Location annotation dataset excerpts
--------------------------------------------------

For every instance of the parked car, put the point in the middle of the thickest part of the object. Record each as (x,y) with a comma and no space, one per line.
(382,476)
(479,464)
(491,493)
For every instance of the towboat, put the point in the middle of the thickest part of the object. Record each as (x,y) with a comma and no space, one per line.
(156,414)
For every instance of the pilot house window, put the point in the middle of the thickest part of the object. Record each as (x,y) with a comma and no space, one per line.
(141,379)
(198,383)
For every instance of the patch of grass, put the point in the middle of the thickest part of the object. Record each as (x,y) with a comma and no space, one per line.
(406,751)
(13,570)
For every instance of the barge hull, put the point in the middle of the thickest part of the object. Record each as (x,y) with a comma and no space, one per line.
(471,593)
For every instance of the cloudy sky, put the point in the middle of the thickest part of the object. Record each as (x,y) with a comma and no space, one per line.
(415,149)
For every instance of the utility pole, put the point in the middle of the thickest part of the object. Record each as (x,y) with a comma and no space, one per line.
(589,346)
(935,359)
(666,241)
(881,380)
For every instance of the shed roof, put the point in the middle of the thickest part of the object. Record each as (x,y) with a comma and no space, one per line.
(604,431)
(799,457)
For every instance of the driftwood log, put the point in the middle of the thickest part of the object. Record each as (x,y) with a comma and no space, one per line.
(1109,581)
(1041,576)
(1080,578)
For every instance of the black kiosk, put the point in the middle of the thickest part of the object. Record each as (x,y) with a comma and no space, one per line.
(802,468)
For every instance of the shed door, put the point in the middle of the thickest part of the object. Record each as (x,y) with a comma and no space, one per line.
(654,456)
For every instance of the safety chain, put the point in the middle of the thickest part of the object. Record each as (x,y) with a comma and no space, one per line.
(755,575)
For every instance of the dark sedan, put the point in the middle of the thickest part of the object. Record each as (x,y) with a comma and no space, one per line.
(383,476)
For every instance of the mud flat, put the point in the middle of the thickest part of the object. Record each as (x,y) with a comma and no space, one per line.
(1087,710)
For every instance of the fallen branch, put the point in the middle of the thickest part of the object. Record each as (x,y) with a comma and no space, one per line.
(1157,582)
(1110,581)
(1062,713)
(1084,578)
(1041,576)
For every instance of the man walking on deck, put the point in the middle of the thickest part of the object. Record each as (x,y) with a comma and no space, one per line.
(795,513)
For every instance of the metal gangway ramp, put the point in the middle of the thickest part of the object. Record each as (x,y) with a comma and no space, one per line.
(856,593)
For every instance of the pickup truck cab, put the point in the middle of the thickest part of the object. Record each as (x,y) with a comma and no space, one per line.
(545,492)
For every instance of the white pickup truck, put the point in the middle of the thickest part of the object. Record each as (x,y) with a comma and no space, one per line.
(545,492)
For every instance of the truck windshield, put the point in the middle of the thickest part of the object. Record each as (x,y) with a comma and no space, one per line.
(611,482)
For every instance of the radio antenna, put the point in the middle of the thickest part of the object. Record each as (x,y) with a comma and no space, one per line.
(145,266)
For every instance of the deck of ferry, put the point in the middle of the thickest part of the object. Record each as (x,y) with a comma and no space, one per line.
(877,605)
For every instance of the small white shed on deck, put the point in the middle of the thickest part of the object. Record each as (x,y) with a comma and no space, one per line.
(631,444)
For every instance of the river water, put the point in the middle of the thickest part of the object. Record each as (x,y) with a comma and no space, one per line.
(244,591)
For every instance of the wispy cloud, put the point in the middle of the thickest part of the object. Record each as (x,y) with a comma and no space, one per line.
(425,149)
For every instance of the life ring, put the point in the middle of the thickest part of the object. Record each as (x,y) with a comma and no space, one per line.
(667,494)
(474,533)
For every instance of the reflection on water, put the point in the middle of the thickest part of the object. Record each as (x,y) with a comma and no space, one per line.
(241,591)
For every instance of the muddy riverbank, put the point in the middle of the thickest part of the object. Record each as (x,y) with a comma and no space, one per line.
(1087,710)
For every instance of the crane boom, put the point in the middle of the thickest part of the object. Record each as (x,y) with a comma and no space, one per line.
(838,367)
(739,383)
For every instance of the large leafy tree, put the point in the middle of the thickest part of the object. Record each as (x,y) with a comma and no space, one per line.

--------------------------------------------------

Exercise task » Output every record above exactly as it appears.

Exercise response »
For every instance of the parked car, put the point in the middle of the thickest part of the object. Record each as (x,y) with a comma and no space, one per line.
(382,476)
(479,464)
(491,493)
For every instance of the towboat, put the point in the middle of the thickest part of the object. Record each as (x,y) with a comma and no space, one per line.
(156,414)
For every instance of the pilot house window, put the point in the middle of the thickest part of the object. Record each as (x,y) with a comma and no space, one per line.
(141,379)
(198,383)
For every instance of the patch of grass, put the point in the middle of the thickest part of the object. Record each as (x,y) with a comma and no space, one per line.
(406,751)
(13,570)
For every instance of the barge hull, put the point in the middle of the thickest part of the object. Record each as (x,y) with a comma and no space, one per line.
(471,593)
For every instance of the cloudy sky, put the point in the middle of the thickest part of the object. Record each as (x,y) with a comma and no space, one per line.
(415,149)
For every instance of the utility pole, put the point in the middle of the thickest part of the object. Record each as (x,y) with a comma and no space, one per line.
(589,346)
(935,359)
(666,241)
(881,380)
For every instance of the shed roof, put the point in the middle of the thickest part of the object. Record each as (x,y) with a comma and no space, one per line.
(604,431)
(799,457)
For every instance of the driftwood log, put the point in the middle of the thickest part of the object. Record each as (x,y) with a comma and no space, one per line.
(1109,581)
(1041,576)
(1080,578)
For every instance of the black kiosk, put the point in the middle of the thickest part of the object. Record each as (x,y) with a comma and no space, one per line.
(802,468)
For every instance of the shed door, put the point in the middle of the thickest part of the object. Record each as (x,y) with a comma and no space, one per line.
(654,456)
For every instance of the safety chain, put the point in the middle of the thickest part of the object. Record each as (x,y) with a comma and no space, one per line.
(755,575)
For every instance of the dark sedan, put the point in the middle of the thickest part of the object. Record each as (x,y) with a comma and no space, one per line.
(383,476)
For every instance of the mud flat, put the point in the middle of the thickest part of the object. Record each as (x,y) with a comma and no space, one per line.
(1087,710)
For every instance of the fallen branch, put the point in the middle of the thickest part of the object. Record each as (x,y) with a comma and no space, one per line.
(1157,582)
(1110,581)
(1062,713)
(1084,578)
(1041,576)
For every instance of the man walking on deck, put the point in the middle of the thickest part of the object. Record each as (x,y) with a comma and no space, one per line.
(795,513)
For every instance of the metal gangway ramp, put the point in the middle of the thickest part of the object. Record each as (x,y) with a comma and no space, one per line.
(856,593)
For every instance of the pickup truck cab, put the point in the middle of the thickest part of the object. Record each as (x,y) with a comma and no space, one per line.
(545,492)
For every instance of the white pickup truck, put the point in the middle of the thickest part of the object. Record each as (x,y) with a comma and no space, one per line.
(545,492)
For every instance of the truck windshield, put the point in the middle of the thickest part of the object. Record each as (x,y) with a comma and no space, one per line.
(611,482)
For every instance of the radio antenna, put the point in the middle of the thickest part of the object. Record each as (x,y) with a comma and no space, one per line.
(145,266)
For every instance of the deck of ferry, put the point in the middle of the thickest part of the object. Record each as (x,y) with a comma and no space, one per line.
(877,605)
For every instance of the small white shed on deck, put the point in the middle of the thickest part of the object. Record each as (x,y) with a comma and no space, one per line.
(631,444)
For every instance of the river water, put the point in the middle of the thickest part of the object. Record each as (x,y) with a comma and no space, one per line.
(244,591)
For every instance of the wispy cloud, put the point in the middle of the thickest part of the object. Record each as (x,y) with a comma and no space, one per line.
(425,149)
For every instance of the life ring, put the point in the middle of the thickest part of the object. Record each as (x,y) with a comma and no space, one per line.
(667,494)
(474,533)
For every instance of the reflection on water, put the point in the middle of the thickest part of the object. Record each as (x,y) with a comma and no space, one per line.
(241,591)
For every instance of the muddy riverbank, put the point in the middle of the thickest part of the object. Record each as (x,y) with a comma and no space, one per line.
(1087,710)
For every instance of the crane boom, put the point in the middle of the thickest part of the object. Record each as (x,y) with a comma and no space, one per line.
(838,367)
(739,383)
For every instance of the large leafy tree, put the point in the middle of the thickest part of the object. Record each as (x,y) with a comma and no space, one per line.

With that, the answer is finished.